A SCOTTISH Government announcement on health spending over three years has been welcomed by the chairman of NHS Shetland.
Gary Robinson said that the three-year financial framework announced in Holyrood by health secretary Jeane Freeman on Thursday (4 October) should give the NHS the sort of planning certainty that has been lacking.
Robinson said that he looked forward to seeing the exact extra money for Shetland implied in Freeman’s announcement of an extra £3.3 billion Scotland can expect for its health service owing to a Barnet Formula windfall that would follow from extra funds for the NHS in England and Wales.
He said between that and a one per cent annual flexibility on spending area health boards will be allowed from 2019/20, when the “mid-term financial framework” will be applied, the developing hole in NHS Shetland’s finances should be shored up.
Robinson said: “This certainly is a welcome announcement and the fact that we are having a three-year framework is very helpful. The health service as much as local government has been struggling along with one-year settlements which makes planning and change difficult.”
In her announcement, Freeman said: “Today I am offering NHS boards a new deal. In return for their efforts to deliver the reforms for the future I am facilitating a new three-year financial planning and performance framework for our NHS territorial boards.

Items from a dataset:
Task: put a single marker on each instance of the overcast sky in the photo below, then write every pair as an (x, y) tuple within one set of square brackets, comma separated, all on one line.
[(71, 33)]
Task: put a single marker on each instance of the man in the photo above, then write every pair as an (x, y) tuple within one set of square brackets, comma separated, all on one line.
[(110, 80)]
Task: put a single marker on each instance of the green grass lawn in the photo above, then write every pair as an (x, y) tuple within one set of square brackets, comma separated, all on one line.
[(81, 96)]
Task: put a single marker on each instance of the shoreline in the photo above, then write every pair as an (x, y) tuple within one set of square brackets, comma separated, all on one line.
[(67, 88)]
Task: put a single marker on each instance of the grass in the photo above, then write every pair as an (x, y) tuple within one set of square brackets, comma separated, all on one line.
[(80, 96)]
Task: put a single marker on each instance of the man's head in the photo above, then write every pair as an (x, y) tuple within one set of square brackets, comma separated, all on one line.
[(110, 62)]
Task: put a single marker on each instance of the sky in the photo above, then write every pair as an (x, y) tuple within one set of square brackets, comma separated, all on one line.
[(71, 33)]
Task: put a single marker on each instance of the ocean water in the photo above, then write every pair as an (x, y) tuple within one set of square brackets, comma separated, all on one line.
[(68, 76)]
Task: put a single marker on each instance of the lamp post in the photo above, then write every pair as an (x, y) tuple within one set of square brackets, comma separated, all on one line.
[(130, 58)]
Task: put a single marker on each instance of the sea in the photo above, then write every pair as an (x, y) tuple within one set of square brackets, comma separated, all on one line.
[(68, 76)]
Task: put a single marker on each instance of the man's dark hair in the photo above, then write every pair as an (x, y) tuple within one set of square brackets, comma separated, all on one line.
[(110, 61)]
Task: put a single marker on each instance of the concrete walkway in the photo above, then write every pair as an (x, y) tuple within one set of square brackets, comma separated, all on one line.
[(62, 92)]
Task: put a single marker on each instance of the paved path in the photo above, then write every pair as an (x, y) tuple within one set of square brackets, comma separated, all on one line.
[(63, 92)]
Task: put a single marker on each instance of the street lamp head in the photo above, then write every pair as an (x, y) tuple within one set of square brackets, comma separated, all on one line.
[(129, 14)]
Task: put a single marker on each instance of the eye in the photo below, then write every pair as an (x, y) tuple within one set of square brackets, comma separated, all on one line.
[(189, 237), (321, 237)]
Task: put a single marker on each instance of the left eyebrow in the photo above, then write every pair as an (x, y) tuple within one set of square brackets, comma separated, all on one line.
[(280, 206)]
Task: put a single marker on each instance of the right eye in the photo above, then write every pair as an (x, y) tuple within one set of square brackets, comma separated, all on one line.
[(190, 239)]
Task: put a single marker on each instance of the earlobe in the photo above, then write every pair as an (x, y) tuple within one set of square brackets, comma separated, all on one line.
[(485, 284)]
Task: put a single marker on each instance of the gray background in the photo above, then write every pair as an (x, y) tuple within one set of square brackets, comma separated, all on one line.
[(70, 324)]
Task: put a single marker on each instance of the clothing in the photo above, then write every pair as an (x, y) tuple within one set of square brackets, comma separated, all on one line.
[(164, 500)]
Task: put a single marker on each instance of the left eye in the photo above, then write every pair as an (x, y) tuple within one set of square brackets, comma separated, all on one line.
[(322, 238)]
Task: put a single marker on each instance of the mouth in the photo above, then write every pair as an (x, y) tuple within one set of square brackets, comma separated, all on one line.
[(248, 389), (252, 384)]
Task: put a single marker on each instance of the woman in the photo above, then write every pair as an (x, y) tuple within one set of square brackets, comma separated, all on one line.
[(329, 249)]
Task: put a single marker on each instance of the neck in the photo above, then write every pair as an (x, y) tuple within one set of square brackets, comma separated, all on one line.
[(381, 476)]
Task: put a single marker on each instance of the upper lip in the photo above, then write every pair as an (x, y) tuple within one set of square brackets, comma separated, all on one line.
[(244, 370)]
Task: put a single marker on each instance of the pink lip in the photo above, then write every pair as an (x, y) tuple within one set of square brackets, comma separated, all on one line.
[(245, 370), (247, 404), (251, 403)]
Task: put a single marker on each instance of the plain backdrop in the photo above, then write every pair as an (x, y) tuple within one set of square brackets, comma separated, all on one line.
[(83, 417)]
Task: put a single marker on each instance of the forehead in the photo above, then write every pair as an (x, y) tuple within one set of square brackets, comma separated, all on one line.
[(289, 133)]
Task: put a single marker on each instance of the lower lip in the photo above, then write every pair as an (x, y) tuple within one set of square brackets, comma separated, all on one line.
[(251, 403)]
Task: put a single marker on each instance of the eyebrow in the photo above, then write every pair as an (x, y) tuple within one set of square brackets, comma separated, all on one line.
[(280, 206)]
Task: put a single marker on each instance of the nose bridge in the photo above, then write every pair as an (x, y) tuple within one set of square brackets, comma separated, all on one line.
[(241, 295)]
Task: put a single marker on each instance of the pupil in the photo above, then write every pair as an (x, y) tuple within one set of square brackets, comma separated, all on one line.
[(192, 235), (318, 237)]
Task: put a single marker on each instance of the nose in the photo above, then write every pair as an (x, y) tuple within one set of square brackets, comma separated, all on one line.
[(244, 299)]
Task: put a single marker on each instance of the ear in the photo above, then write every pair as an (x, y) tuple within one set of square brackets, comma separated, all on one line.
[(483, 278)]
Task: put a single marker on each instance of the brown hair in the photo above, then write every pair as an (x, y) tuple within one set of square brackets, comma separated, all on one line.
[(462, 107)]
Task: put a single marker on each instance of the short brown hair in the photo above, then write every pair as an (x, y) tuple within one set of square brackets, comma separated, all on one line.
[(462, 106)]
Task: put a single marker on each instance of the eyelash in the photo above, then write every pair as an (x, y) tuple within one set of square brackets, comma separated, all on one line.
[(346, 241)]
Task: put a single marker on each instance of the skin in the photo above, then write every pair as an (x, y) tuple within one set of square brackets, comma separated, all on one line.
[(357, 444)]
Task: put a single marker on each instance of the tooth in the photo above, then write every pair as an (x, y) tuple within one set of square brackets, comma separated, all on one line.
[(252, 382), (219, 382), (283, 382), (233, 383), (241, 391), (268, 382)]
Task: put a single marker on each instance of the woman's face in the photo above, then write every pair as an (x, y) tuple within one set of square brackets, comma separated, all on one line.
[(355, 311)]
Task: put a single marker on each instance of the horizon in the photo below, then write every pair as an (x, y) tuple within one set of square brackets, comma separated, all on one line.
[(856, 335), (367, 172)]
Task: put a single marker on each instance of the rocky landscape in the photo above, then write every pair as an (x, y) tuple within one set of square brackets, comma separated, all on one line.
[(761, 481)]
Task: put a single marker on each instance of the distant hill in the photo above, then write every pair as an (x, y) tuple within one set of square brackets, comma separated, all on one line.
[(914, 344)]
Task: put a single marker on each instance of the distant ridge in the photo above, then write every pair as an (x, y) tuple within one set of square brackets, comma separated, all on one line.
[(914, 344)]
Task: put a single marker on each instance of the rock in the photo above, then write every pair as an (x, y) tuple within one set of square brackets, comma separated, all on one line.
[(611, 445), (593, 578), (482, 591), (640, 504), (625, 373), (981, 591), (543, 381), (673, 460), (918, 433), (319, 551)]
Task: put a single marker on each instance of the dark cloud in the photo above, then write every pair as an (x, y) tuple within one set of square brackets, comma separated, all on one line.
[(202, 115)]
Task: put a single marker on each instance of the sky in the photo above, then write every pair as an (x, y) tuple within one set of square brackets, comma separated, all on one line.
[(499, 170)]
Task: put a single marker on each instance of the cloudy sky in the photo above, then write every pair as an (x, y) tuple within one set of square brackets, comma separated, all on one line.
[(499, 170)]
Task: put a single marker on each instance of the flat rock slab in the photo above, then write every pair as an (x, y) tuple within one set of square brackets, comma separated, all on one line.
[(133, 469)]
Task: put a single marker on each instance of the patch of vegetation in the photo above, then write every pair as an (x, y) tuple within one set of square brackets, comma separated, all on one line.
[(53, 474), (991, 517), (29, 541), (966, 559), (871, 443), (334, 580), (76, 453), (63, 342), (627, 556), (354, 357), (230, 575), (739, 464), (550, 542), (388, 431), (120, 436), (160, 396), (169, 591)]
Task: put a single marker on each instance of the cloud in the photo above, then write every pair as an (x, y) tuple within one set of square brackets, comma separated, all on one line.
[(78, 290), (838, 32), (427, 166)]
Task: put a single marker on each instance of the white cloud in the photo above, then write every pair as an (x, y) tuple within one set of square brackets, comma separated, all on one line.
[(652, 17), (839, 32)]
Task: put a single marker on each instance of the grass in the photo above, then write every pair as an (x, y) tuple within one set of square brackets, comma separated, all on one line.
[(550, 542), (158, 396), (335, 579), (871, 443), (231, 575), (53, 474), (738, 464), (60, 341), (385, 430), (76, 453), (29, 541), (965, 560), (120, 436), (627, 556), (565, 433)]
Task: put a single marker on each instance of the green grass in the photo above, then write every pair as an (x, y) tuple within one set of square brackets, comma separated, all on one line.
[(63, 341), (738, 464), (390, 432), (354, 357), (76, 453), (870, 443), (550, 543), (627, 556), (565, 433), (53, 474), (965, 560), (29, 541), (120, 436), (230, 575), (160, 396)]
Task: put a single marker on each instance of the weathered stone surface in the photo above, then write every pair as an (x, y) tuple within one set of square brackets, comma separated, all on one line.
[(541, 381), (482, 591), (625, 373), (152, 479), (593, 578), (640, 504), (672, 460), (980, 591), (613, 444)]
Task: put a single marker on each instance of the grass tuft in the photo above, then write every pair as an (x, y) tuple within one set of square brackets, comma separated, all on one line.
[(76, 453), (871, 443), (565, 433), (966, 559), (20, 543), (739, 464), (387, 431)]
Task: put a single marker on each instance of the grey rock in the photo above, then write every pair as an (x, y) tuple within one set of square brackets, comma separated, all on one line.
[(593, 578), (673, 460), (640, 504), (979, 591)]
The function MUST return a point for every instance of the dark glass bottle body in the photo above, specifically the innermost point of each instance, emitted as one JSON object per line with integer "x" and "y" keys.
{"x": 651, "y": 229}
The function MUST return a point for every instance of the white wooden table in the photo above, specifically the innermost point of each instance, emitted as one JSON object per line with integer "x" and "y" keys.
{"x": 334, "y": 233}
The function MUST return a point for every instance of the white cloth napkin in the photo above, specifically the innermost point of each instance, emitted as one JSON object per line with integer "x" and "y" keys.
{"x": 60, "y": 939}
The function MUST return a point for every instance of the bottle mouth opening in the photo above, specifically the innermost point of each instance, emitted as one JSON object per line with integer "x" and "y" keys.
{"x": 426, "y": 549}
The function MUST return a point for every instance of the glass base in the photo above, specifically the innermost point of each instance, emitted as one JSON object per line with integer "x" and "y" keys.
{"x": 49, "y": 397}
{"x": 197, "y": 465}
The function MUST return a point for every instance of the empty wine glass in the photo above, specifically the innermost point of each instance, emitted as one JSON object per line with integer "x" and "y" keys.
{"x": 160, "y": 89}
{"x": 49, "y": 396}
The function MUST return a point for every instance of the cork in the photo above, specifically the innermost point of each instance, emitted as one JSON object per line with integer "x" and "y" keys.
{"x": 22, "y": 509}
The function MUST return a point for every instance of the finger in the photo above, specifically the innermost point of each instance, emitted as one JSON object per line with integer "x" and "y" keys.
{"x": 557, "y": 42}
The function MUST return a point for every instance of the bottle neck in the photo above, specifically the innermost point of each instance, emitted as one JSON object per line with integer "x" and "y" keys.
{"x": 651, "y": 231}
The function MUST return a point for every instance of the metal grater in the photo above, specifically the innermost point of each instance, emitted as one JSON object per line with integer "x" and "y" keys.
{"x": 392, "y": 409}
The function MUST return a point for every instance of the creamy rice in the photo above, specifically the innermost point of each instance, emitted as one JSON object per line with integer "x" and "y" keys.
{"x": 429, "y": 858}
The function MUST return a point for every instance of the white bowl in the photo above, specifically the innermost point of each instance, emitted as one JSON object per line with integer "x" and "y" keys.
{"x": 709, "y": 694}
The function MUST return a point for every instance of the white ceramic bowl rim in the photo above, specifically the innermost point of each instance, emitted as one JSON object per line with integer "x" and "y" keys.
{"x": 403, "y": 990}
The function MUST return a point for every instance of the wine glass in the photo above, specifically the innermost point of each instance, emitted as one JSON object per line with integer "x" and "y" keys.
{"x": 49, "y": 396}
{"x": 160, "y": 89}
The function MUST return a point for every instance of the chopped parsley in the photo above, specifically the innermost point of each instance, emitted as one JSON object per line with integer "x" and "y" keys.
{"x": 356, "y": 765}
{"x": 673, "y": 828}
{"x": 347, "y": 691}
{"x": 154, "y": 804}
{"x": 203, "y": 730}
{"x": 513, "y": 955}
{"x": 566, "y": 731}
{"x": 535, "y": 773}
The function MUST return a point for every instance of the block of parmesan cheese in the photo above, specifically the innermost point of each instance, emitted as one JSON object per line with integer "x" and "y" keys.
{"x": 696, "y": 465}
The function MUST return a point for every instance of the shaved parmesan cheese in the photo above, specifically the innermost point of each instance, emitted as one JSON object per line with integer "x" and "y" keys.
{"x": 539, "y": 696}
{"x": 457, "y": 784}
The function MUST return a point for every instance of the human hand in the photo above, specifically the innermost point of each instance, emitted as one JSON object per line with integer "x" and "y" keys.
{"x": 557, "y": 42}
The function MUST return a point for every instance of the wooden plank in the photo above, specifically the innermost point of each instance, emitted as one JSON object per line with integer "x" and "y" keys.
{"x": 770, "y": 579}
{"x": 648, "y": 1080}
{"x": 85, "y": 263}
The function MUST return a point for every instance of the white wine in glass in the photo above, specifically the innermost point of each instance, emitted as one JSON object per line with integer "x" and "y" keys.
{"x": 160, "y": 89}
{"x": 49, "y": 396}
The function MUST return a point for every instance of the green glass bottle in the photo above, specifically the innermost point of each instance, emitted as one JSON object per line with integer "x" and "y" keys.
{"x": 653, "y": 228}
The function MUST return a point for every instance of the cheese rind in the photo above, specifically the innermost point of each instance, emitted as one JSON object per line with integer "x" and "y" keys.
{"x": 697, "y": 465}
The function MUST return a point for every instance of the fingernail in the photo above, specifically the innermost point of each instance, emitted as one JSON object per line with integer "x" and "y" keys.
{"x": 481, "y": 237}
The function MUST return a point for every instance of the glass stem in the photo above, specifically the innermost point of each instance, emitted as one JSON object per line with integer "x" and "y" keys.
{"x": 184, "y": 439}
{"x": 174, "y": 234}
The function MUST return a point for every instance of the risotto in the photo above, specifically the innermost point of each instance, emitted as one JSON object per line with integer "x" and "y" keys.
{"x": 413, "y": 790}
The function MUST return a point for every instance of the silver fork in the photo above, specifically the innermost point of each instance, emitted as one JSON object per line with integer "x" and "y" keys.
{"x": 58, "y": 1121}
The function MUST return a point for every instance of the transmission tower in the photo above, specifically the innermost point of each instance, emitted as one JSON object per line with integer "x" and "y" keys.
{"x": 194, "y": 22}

**WORK TO COMPLETE:** In the news story about health spending, how much annual flexibility on spending will area health boards be allowed from 2019/20?

**ANSWER TO THIS PROBLEM:** One percent a year.